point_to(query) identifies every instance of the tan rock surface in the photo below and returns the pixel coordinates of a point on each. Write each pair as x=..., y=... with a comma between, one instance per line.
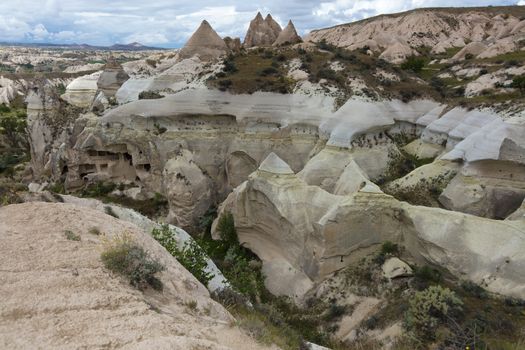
x=205, y=43
x=57, y=294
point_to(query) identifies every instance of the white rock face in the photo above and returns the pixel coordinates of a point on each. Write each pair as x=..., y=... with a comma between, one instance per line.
x=81, y=91
x=396, y=36
x=205, y=43
x=395, y=267
x=281, y=218
x=40, y=283
x=262, y=32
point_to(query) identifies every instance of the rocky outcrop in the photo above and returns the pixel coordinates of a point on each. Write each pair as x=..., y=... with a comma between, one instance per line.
x=395, y=36
x=262, y=32
x=303, y=233
x=112, y=78
x=204, y=43
x=81, y=91
x=288, y=36
x=61, y=294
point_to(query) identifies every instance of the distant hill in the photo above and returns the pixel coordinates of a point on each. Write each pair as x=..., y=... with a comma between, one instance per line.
x=116, y=47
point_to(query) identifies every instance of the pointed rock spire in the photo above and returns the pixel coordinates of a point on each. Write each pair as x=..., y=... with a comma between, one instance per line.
x=262, y=32
x=275, y=165
x=276, y=28
x=205, y=43
x=288, y=35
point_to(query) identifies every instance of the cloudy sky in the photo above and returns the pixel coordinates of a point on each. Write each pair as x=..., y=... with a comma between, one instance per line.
x=169, y=23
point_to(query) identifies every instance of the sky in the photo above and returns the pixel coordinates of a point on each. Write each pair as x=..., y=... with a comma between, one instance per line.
x=169, y=23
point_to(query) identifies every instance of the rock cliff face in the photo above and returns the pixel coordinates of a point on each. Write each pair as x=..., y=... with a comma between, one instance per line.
x=112, y=78
x=490, y=32
x=262, y=32
x=204, y=43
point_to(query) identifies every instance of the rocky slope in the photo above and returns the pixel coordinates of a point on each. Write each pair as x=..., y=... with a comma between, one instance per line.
x=57, y=293
x=490, y=32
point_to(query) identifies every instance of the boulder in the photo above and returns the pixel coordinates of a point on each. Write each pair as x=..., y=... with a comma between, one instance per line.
x=81, y=91
x=112, y=78
x=204, y=43
x=288, y=36
x=188, y=189
x=287, y=222
x=471, y=50
x=395, y=267
x=64, y=296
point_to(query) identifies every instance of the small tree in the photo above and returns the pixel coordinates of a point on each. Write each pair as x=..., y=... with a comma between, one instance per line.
x=518, y=82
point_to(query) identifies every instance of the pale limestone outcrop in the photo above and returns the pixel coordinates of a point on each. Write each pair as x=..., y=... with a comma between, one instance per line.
x=288, y=35
x=204, y=43
x=393, y=36
x=354, y=179
x=470, y=50
x=262, y=32
x=395, y=267
x=61, y=294
x=397, y=52
x=81, y=91
x=286, y=221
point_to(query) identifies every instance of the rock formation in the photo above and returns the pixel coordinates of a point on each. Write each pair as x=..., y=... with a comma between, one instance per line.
x=112, y=78
x=81, y=91
x=288, y=36
x=262, y=32
x=303, y=233
x=204, y=43
x=61, y=294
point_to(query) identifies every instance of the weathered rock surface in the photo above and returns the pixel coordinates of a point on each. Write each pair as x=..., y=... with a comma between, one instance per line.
x=288, y=222
x=288, y=36
x=56, y=292
x=112, y=78
x=262, y=32
x=204, y=43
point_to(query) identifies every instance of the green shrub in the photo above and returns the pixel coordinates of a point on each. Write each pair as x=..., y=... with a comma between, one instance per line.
x=226, y=228
x=430, y=308
x=414, y=64
x=149, y=95
x=428, y=274
x=474, y=290
x=518, y=82
x=191, y=255
x=124, y=256
x=99, y=189
x=109, y=210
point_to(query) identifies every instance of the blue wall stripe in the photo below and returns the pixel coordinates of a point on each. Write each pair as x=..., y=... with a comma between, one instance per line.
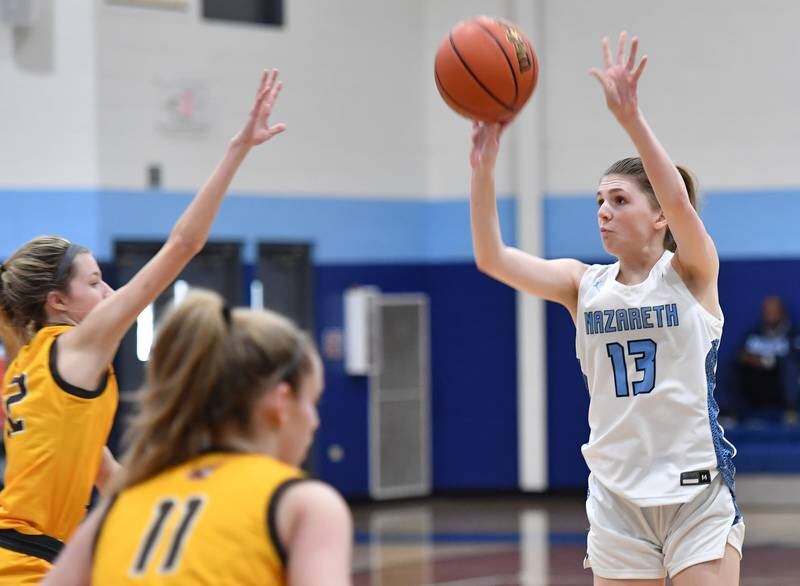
x=744, y=224
x=343, y=230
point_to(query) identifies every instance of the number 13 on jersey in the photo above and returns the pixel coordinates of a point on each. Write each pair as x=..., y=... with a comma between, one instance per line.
x=643, y=354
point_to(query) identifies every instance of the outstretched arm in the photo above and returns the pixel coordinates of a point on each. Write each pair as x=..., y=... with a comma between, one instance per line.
x=555, y=280
x=86, y=350
x=696, y=253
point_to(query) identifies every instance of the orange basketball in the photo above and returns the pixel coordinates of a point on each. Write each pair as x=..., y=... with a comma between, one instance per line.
x=486, y=69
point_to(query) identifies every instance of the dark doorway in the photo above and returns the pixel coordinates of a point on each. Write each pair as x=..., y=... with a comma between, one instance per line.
x=217, y=267
x=285, y=274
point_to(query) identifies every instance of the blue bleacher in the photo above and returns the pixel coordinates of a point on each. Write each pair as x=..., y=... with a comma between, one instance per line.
x=765, y=447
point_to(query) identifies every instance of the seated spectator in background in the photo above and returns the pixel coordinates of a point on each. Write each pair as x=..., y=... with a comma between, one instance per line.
x=767, y=366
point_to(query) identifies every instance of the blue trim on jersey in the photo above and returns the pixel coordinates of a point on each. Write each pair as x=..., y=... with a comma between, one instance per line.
x=722, y=447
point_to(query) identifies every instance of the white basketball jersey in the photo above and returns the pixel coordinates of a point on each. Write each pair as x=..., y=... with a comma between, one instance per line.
x=649, y=355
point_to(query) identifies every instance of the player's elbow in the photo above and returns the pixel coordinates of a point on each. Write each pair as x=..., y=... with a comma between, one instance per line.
x=186, y=246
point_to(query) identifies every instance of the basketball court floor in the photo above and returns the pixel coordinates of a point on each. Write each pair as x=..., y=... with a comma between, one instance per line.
x=527, y=541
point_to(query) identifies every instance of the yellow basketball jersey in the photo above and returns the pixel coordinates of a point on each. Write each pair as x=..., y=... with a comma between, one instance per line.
x=208, y=521
x=54, y=435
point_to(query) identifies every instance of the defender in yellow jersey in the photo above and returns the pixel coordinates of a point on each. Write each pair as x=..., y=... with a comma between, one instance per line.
x=59, y=393
x=207, y=519
x=46, y=439
x=211, y=492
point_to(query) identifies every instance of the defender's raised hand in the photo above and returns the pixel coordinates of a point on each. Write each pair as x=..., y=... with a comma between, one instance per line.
x=620, y=78
x=258, y=130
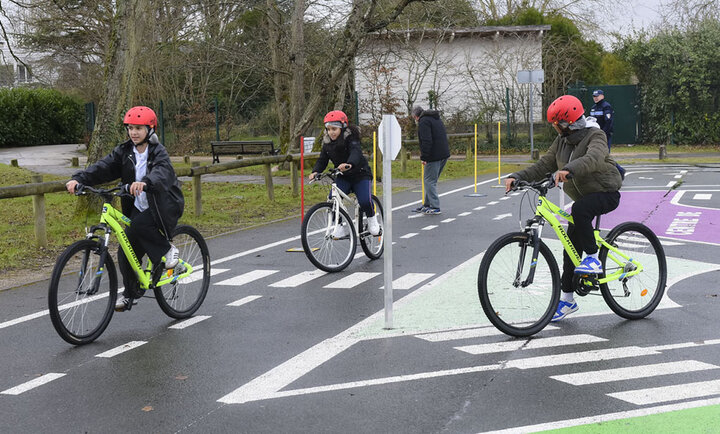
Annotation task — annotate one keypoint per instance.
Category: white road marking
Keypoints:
(555, 341)
(352, 280)
(121, 349)
(248, 277)
(479, 332)
(189, 322)
(410, 280)
(298, 279)
(244, 300)
(44, 379)
(657, 395)
(633, 372)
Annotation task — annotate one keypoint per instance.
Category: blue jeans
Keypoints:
(433, 169)
(362, 192)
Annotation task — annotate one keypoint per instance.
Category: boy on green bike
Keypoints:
(157, 202)
(579, 157)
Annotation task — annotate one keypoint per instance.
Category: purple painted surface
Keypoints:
(665, 218)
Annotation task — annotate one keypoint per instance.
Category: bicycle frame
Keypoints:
(546, 211)
(110, 219)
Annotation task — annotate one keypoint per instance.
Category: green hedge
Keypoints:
(33, 117)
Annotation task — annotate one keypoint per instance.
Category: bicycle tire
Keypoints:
(641, 243)
(325, 252)
(513, 310)
(79, 317)
(183, 297)
(373, 245)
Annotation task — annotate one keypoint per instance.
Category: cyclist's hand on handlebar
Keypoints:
(561, 176)
(136, 188)
(71, 186)
(509, 184)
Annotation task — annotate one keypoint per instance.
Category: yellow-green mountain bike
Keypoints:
(519, 278)
(84, 284)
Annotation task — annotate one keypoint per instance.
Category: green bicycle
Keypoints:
(84, 285)
(519, 278)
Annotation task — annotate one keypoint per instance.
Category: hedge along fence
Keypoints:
(33, 117)
(38, 189)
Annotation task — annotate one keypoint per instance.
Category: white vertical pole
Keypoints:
(385, 133)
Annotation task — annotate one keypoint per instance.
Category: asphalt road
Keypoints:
(309, 352)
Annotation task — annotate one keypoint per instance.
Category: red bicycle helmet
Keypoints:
(336, 116)
(141, 115)
(567, 108)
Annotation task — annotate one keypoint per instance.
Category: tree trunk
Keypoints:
(120, 73)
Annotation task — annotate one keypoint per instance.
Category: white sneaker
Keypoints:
(340, 231)
(373, 225)
(171, 257)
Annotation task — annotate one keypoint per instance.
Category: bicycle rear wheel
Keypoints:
(325, 251)
(82, 293)
(511, 308)
(372, 245)
(637, 296)
(181, 298)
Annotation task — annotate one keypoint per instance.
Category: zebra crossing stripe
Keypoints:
(455, 335)
(351, 280)
(410, 280)
(44, 379)
(581, 357)
(121, 349)
(555, 341)
(298, 279)
(244, 300)
(633, 372)
(189, 322)
(669, 393)
(247, 277)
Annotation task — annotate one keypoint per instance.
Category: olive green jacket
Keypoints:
(585, 155)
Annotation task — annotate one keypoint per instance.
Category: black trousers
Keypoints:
(584, 210)
(146, 239)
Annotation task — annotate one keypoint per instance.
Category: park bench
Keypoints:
(246, 147)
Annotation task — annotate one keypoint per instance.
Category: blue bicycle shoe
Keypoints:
(589, 265)
(564, 309)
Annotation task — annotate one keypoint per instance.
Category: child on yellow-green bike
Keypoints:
(143, 163)
(580, 158)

## WHAT TO PRODUCE
Review the preceding data and report every line that includes the string "bike".

## EXERCISE SOLUTION
Category: boy on green bike
Category: yellow-green mountain bike
Category: child on yellow-green bike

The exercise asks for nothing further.